Required actions
(1) Answer these questions using the article on the Packers leadership change:
(a) Whom did Mark Murphy take over for, and in what month and year?
(b) How old is Ed Policy?
(c) On what date does the team hold its first full-squad practice of training camp?
(2) From the article on the Packers leadership change, duplicate word for word the stretch from "The club announced" through "on July 23.".

── Text excerpt ──

GREEN BAY — Mark Murphy obviously knew the day was coming. Now, the retiring Green Bay Packers team president/CEO officially has the date. 

The club announced Friday that the annual shareholders’ meeting at Lambeau Field has been set for July 25 — and with it, the end of Murphy’s nearly 18-year presidency after taking over for Bob Harlan January 2008.

Like Harlan did in 2006, Murphy is set in July to turn 70, the team’s mandatory retirement age. The shareholders’ meeting will mark the official transfer of leadership from Murphy to 54-year-old Ed Policy, who was chosen to succeed Murphy last June.

“I look forward to Ed taking over leadership of the Packers,” Murphy said in a statement released by the team. “He’s been a tremendous asset to the organization and I’m confident he will be an excellent steward in the role.”

The shareholders meeting will be two days after the team kicks off training camp with its first full-squad practice on July 23.

───
── Provided material ──

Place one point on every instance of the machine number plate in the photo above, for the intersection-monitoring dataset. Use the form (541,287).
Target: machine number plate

───

Outputs for the tasks
(1)
(a) Bob Harlan, in January 2008.
(b) 54.
(c) July 23.

(2)
The club announced Friday that the annual shareholders’ meeting at Lambeau Field has been set for July 25 — and with it, the end of Murphy’s nearly 18-year presidency after taking over for Bob Harlan January 2008.

Like Harlan did in 2006, Murphy is set in July to turn 70, the team’s mandatory retirement age. The shareholders’ meeting will mark the official transfer of leadership from Murphy to 54-year-old Ed Policy, who was chosen to succeed Murphy last June.

“I look forward to Ed taking over leadership of the Packers,” Murphy said in a statement released by the team. “He’s been a tremendous asset to the organization and I’m confident he will be an excellent steward in the role.”

The shareholders meeting will be two days after the team kicks off training camp with its first full-squad practice on July 23.